- _Input for this task_
· · · ·
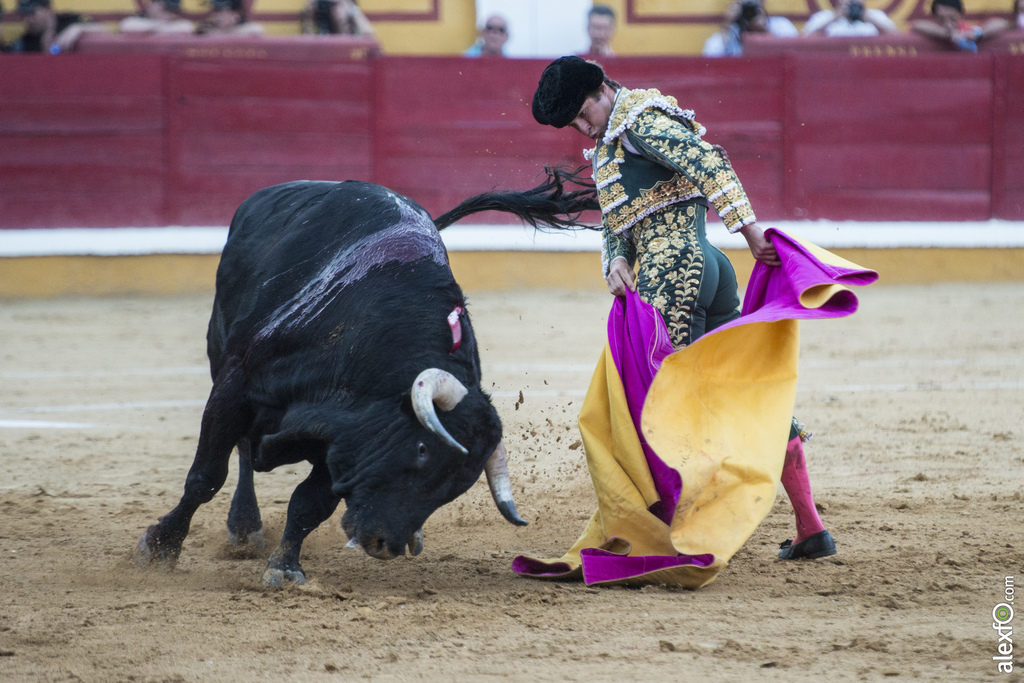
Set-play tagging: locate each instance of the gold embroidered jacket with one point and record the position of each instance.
(672, 165)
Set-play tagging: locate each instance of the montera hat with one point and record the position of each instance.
(564, 86)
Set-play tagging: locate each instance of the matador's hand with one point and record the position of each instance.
(621, 278)
(760, 246)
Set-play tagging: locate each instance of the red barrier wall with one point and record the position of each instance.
(154, 139)
(82, 140)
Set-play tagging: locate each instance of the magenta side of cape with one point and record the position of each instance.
(773, 294)
(639, 341)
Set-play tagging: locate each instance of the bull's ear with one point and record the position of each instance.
(303, 431)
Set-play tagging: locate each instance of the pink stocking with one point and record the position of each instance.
(798, 487)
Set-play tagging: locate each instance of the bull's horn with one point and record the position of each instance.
(501, 488)
(436, 386)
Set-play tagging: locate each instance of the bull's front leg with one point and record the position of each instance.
(312, 503)
(245, 527)
(225, 420)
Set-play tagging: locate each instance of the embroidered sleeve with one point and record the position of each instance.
(669, 142)
(615, 246)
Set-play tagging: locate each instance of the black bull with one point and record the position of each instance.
(340, 337)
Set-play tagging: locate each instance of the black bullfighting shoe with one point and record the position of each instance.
(813, 547)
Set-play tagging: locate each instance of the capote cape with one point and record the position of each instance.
(685, 449)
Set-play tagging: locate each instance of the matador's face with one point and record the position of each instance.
(595, 113)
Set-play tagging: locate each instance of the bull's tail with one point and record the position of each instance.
(548, 205)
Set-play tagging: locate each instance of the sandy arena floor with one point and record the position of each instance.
(915, 402)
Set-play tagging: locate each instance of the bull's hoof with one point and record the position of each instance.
(276, 577)
(148, 555)
(247, 540)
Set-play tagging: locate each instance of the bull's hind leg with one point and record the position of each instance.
(245, 528)
(312, 503)
(224, 422)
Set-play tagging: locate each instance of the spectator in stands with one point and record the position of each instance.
(228, 17)
(600, 29)
(335, 17)
(158, 16)
(850, 17)
(493, 37)
(947, 26)
(743, 17)
(47, 31)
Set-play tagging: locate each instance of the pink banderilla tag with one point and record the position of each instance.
(456, 328)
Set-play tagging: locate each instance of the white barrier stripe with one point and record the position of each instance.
(830, 235)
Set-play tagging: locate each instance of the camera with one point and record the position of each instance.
(323, 16)
(749, 10)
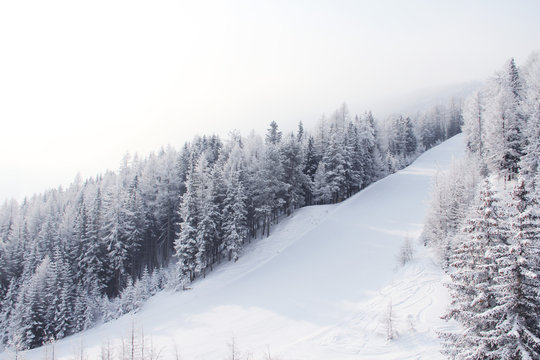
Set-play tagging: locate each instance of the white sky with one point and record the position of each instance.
(82, 82)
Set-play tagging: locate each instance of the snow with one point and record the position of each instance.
(317, 288)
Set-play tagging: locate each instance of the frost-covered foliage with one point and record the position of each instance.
(491, 245)
(97, 249)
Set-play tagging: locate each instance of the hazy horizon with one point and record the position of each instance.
(82, 84)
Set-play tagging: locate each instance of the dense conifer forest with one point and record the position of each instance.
(484, 220)
(71, 257)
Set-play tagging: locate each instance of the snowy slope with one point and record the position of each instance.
(317, 288)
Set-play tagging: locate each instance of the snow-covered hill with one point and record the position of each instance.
(318, 288)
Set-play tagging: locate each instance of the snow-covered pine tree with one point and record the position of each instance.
(516, 284)
(473, 267)
(186, 242)
(504, 122)
(235, 229)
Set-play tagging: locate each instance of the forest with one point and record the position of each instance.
(484, 221)
(73, 257)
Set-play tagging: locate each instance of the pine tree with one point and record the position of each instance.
(517, 334)
(186, 242)
(235, 229)
(473, 268)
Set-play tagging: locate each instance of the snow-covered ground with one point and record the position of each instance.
(318, 288)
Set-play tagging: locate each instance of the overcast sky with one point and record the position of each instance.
(82, 82)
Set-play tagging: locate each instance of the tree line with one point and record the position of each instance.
(98, 248)
(484, 220)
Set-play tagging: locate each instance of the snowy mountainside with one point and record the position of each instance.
(319, 287)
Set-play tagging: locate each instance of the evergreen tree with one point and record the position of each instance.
(473, 268)
(517, 333)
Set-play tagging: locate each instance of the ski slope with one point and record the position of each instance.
(318, 288)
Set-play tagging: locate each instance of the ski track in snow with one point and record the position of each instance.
(317, 288)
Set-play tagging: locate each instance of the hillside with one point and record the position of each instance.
(317, 288)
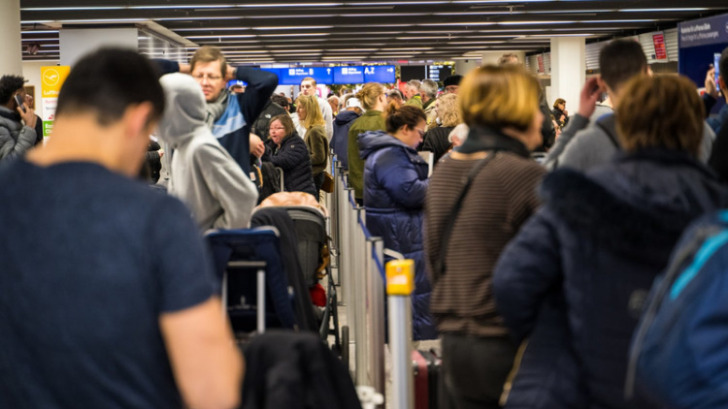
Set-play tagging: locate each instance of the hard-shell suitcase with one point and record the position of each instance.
(426, 366)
· · · ·
- _What is being asked_
Turn all of the records above into a numbered list of their lines. Drop any blank lines and leave the pictures out.

- _Solution for this problem_
1. Set-play tagging: locate each instance of the gold embroidered jacket with one point and record the position of each instance.
2. (672, 165)
3. Set-play tagging: locate each instance of the montera hat with one point and record the position of each instance.
4. (564, 86)
5. Set-play tagging: locate each instance of the matador's hand with one point and record the position of each instance.
6. (621, 278)
7. (760, 246)
8. Set-play tagging: locate each instance of the red barrier wall with one point and record the position of each instance.
9. (154, 139)
10. (82, 140)
11. Set-play tagging: locate each instance of the magenta side of cape with one point and record the position of each instance.
12. (773, 294)
13. (639, 341)
14. Set-play tagging: locate each instance of the bull's ear with one point and record the position of each instance.
15. (303, 431)
16. Set-play tagging: locate each instance of the pink stocking with one point and record the position of each instance.
17. (798, 487)
18. Set-play tagging: locate each instance of the bull's horn with one point and record the position of each instance.
19. (501, 488)
20. (436, 386)
21. Set-play tagging: locate each instance of the bull's front leg with one point and record the position of each instance.
22. (312, 503)
23. (245, 527)
24. (225, 420)
25. Set-play tagging: locate each instance of the embroidered sleeve with one point and record the position of each instance.
26. (669, 142)
27. (615, 246)
28. Set-play tagging: locate each instance of the black bull with one point and record the position of each instance.
29. (340, 337)
30. Set-play tagging: locate each instance of the black bullfighting shoe with one point and record the position of each instance.
31. (813, 547)
32. Set-play tagging: locate each instance of the capote cape with one point and record the position of each instance.
33. (685, 449)
34. Set-play tagging: locate each instance of the matador's face with one point and record the position of each instance.
35. (595, 113)
36. Set-play tagging: locate each instance of the bull's tail with one point and record the position of each instance.
37. (548, 205)
38. Set-play tagging: locate each instance of the sandy arena floor with one point and record the position of each instance.
39. (915, 402)
40. Set-play tagging: locate each instance of the bull's hoof with one point and record the position of each instance.
41. (276, 577)
42. (148, 555)
43. (247, 540)
44. Set-play tagging: locate each instance of the bull's hind leg with one point and record the position of each instance.
45. (245, 528)
46. (312, 503)
47. (224, 422)
48. Set-play tagging: locate each instance of the spectator in stands with one point and record the position of each instance.
49. (228, 17)
50. (600, 29)
51. (335, 17)
52. (158, 16)
53. (850, 17)
54. (493, 37)
55. (947, 26)
56. (743, 17)
57. (47, 31)
58. Set-play tagging: locate each instance of the pink banderilla tag with one point and record the position of each instance.
59. (456, 328)
60. Set-play tagging: locate each instance of the white barrier stripe with one point and record the position of each instance.
61. (830, 235)
62. Set-play tagging: locate each instance of the camera with one point and record the position of each instance.
63. (323, 16)
64. (749, 10)
65. Set-play tagging: locate each instance of the white sky with one point and record the position of each instance.
66. (82, 82)
67. Set-play tagging: locate each instance of the snow with one point and record the position of each instance.
68. (317, 288)
69. Set-play tagging: locate each instance of the frost-covered foliage with one point and record the position of each instance.
70. (491, 245)
71. (97, 249)
72. Set-play tagging: locate each instance of the hazy horizon with one point and record the position of each instance.
73. (82, 84)
74. Set-play tagging: locate each instance of the dense conifer forest with one point and record the position of each instance.
75. (484, 220)
76. (71, 257)
77. Set-play tagging: locate each instance of the snowy slope with one point and record the position of each instance.
78. (317, 288)
79. Set-play tagging: locate each instance of the snow-covered hill with one point and record the position of each instance.
80. (318, 288)
81. Set-play tagging: locate each instance of the snow-covered pine tree with one point and record the position of each instance.
82. (516, 284)
83. (473, 267)
84. (186, 242)
85. (504, 122)
86. (235, 229)
87. Set-play tagging: locate each instance of the forest with one point and record the position of each instance.
88. (484, 221)
89. (73, 257)
90. Set-play tagging: locate each instance of the pine tree with one point and record the position of each instance.
91. (517, 334)
92. (186, 242)
93. (235, 229)
94. (473, 268)
95. Set-play tagging: locate each instance of the snow-covered ground with one point and record the position of each instance.
96. (318, 288)
97. Set-play tagging: locate each instance of the overcast sky with one point and record the position of each instance.
98. (82, 82)
99. Set-play tagging: locate each instance of the tree line with one point and record the position of each instance.
100. (98, 248)
101. (484, 220)
102. Set-play tagging: locate each instance of the snowy mountainside with one point and record the position of each instance.
103. (319, 287)
104. Set-play tagging: locate each instance of the evergreen tree with one point and record the position of each instance.
105. (473, 268)
106. (517, 333)
107. Set-play tagging: locate each instance of the ski slope with one point and record the position of each instance.
108. (318, 288)
109. Set-play tagging: locate each instance of the ski track in snow with one point and record the position of each instance.
110. (317, 288)
111. Set-play tagging: locate each instance of the hillside with one point and record the position of each instance.
112. (317, 288)
113. Set-play tagging: locate each instance of the hard-shell suitcase with one point and record the position of each instance.
114. (426, 366)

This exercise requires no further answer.